Beginning with the line where "Query: long curved neck" appears, restate the lines word for word through the last one in the listing.
:: Information shown
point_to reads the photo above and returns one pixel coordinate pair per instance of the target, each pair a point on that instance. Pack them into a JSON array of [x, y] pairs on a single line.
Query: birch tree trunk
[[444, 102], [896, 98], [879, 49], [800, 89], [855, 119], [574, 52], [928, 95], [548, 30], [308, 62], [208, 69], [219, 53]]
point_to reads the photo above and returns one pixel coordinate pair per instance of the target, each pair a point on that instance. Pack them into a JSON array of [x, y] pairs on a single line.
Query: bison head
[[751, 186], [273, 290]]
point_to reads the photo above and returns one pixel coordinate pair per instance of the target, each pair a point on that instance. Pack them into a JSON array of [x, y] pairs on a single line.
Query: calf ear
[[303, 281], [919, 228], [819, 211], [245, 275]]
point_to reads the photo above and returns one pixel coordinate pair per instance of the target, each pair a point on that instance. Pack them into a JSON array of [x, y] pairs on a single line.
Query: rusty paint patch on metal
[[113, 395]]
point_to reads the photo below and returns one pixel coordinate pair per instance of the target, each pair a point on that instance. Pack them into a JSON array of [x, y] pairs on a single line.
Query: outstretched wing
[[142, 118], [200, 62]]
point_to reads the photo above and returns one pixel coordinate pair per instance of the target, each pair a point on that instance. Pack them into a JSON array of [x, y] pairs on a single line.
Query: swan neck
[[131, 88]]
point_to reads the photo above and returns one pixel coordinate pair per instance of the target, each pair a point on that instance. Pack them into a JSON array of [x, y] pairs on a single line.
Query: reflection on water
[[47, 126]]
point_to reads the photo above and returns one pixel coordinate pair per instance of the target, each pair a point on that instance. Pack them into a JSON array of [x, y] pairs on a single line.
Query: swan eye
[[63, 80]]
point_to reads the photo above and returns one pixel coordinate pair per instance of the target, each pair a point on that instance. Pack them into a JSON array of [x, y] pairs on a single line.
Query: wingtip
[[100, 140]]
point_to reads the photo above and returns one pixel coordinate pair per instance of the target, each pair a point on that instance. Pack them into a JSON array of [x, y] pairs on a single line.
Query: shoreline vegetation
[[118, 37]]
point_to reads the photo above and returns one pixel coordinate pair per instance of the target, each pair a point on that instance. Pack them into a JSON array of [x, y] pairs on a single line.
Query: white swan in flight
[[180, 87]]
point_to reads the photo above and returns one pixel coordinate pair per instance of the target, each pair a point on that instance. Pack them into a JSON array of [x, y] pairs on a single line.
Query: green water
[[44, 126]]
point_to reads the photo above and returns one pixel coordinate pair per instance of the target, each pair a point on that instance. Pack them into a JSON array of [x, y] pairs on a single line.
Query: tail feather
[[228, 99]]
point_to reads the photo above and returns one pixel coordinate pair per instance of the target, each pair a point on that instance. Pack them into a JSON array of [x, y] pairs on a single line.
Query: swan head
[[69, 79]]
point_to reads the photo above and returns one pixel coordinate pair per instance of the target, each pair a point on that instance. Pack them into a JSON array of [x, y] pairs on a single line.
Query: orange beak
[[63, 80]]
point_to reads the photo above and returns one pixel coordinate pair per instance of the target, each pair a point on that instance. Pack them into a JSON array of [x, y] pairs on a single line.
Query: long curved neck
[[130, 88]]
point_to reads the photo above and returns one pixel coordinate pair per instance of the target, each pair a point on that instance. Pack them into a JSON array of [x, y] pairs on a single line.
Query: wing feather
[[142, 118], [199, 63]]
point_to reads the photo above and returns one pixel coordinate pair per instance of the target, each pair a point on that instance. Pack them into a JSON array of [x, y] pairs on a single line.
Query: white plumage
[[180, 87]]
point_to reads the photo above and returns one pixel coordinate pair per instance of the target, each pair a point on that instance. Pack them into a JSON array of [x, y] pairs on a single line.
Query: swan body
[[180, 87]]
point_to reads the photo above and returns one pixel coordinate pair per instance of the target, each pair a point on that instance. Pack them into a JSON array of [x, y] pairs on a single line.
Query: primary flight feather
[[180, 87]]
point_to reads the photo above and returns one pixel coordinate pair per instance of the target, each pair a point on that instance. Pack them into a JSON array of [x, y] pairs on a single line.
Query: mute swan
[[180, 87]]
::::
## [Answer box]
Query: long curved neck
[[130, 88]]
point_to reads the photo above and returns one pixel coordinate pair per instance of the target, each pair a point on that instance. Pack them into a JSON array of [x, y] pairs on a single line.
Query: wing feather
[[142, 118], [199, 63]]
point_to reads the photo above and returns one pixel coordinate pair per instance of the target, each pair a point on that instance. Pack them into a JSON array of [x, y] pairs on a single line.
Query: white plumage
[[180, 87]]
point_to reads the photo above and returns one pixel coordinate pair per instance of the target, each pair a point on that instance. Pack them into a JSON array of [x, y] pairs on a single line.
Query: swan body
[[180, 87]]
point_to reads the photo above and returns one pixel coordinate pair per instance of the target, each pair a point on that instance. Pack them into a JSON array of [x, y] pairs on a single line.
Query: primary flight feather
[[180, 87]]
point_to reads the photo above and returns one pixel coordinate pair per instance of the target, each pair a point on that instance. Pack them into a JSON array of [x, y] pairs on a single line.
Query: mute swan
[[180, 87]]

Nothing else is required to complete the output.